● SUPPLIED DATA:
****

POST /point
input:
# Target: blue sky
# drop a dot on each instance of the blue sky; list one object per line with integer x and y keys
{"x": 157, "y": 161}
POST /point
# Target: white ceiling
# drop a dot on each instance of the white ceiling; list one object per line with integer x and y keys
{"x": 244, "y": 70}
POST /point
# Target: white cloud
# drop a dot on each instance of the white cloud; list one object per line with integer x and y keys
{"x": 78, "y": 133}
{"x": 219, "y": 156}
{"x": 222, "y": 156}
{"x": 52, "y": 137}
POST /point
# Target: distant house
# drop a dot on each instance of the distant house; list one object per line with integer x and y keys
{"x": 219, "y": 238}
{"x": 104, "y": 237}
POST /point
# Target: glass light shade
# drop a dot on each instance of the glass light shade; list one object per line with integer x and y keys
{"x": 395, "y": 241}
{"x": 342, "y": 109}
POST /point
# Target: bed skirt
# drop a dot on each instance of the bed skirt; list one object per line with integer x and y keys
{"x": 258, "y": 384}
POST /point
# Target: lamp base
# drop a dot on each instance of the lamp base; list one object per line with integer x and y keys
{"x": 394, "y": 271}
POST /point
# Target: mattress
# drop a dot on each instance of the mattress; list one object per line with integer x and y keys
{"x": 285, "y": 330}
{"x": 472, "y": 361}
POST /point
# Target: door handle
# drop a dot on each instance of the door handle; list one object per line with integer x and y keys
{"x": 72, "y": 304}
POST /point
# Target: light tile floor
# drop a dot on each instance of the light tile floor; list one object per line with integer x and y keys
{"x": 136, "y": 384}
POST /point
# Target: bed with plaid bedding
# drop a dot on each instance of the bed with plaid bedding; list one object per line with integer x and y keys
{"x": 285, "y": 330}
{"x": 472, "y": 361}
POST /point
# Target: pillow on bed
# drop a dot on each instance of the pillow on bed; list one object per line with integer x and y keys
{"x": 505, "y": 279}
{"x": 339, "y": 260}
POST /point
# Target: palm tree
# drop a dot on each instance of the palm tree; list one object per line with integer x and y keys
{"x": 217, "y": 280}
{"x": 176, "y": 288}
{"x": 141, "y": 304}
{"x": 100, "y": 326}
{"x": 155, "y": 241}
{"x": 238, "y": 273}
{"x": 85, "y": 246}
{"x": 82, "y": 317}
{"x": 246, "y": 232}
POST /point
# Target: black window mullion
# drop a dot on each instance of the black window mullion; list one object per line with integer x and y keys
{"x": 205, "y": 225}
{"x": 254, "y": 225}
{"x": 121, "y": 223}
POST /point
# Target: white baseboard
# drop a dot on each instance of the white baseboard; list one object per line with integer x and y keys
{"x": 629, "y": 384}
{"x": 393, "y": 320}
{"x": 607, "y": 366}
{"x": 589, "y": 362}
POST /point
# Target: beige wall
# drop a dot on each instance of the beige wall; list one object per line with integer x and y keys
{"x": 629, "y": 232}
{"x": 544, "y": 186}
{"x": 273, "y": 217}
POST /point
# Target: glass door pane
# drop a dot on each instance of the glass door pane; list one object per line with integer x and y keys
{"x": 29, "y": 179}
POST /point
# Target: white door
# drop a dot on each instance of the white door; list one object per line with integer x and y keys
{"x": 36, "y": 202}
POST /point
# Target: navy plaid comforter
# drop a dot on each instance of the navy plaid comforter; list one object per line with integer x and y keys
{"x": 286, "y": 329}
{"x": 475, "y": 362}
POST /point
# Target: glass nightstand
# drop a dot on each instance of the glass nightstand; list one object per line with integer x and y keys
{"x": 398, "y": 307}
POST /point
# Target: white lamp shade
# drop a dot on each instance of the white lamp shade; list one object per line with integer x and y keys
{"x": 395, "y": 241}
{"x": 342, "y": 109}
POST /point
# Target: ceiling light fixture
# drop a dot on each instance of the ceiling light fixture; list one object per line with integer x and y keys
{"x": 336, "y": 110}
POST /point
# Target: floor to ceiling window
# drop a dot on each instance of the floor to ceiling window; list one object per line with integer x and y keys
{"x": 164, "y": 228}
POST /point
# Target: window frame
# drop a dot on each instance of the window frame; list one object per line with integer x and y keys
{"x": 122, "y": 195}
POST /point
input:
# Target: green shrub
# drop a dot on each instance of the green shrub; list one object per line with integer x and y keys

****

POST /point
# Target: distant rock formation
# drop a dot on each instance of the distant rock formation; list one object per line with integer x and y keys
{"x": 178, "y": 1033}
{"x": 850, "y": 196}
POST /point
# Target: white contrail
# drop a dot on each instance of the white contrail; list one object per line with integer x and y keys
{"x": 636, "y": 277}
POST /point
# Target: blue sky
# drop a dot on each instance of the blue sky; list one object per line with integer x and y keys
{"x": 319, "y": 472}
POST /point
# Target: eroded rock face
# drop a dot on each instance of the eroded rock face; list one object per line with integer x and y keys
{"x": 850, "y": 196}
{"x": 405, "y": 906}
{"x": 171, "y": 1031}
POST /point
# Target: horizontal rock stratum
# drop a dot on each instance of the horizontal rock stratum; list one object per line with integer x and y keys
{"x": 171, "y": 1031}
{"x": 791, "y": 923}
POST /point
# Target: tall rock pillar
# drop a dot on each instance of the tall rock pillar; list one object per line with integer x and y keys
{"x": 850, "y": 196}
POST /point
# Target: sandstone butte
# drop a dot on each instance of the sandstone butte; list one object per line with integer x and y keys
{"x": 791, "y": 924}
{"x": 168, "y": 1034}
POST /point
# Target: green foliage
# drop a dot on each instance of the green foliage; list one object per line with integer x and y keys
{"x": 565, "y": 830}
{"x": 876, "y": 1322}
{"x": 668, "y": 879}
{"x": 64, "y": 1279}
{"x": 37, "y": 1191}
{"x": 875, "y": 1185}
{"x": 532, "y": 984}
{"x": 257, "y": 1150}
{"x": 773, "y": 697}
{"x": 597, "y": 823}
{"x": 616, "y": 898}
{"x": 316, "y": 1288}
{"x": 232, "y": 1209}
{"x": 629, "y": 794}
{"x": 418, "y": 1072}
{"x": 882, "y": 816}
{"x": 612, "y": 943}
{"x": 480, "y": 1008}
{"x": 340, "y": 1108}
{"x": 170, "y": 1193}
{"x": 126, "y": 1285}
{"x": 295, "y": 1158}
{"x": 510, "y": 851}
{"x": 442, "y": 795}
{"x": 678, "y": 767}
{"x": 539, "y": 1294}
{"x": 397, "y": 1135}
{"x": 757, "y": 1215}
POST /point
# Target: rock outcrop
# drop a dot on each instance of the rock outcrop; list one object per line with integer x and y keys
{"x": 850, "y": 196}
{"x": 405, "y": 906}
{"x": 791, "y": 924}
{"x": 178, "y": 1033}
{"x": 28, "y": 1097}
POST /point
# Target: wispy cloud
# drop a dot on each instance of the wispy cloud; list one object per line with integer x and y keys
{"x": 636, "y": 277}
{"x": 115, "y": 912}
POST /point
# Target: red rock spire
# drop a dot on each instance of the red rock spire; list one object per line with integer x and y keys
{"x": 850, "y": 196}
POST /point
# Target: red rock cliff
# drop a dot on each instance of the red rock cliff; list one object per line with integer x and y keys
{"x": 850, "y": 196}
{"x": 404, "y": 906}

****

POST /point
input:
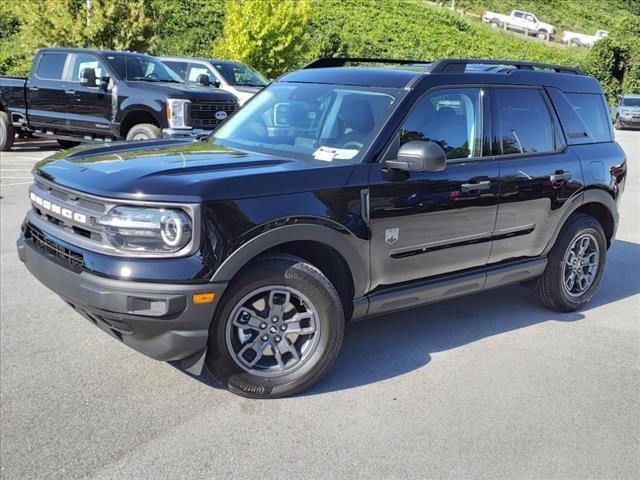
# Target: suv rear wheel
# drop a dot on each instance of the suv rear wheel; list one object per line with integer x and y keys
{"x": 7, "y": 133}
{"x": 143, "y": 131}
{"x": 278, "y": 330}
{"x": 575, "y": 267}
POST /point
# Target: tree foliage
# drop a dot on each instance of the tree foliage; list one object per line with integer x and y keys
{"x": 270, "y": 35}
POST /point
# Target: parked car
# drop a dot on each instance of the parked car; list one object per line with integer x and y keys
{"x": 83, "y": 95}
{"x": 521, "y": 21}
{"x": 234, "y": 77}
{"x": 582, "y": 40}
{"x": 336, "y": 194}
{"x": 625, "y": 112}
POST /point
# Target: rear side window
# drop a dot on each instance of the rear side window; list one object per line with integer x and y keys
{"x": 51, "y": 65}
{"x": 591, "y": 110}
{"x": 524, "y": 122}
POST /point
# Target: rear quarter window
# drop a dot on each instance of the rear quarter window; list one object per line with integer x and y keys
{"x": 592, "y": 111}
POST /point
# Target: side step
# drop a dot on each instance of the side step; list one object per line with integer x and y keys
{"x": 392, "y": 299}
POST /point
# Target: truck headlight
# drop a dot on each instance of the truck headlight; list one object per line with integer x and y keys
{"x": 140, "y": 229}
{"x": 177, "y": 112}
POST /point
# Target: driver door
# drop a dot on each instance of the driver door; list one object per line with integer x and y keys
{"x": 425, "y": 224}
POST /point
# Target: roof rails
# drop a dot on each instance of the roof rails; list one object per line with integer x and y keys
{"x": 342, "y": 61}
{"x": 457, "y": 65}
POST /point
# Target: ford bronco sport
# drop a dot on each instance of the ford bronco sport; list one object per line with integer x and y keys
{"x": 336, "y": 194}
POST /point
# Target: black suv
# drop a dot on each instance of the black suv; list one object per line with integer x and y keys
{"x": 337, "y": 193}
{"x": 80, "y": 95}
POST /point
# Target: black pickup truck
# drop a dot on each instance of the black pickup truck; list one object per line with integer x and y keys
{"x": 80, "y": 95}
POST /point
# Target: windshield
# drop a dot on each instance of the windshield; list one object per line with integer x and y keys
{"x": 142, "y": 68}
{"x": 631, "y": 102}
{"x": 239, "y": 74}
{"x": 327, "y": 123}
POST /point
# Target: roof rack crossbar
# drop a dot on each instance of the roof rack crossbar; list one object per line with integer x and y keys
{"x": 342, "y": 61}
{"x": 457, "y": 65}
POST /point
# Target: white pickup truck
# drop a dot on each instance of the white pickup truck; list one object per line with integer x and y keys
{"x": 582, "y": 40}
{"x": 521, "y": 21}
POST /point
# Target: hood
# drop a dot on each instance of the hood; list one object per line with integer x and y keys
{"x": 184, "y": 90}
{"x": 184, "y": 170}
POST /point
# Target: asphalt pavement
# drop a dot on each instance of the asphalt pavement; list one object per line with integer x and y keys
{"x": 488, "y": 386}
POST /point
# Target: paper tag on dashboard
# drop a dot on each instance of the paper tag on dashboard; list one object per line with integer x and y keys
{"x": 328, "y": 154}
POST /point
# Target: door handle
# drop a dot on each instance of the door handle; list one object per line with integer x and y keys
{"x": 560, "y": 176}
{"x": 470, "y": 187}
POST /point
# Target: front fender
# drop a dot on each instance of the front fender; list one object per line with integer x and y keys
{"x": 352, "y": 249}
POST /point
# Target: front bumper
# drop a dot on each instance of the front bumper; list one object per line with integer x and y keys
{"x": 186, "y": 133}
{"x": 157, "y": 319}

****

● WHAT THE EXERCISE ASKS: Gather every line of the records above that contains the word "mattress", treating uppercase and lowercase as distinct.

● RESULT FOR THIS EXERCISE:
# Target: mattress
# drop a dot on each instance of the mattress; list one object per line with integer x and y keys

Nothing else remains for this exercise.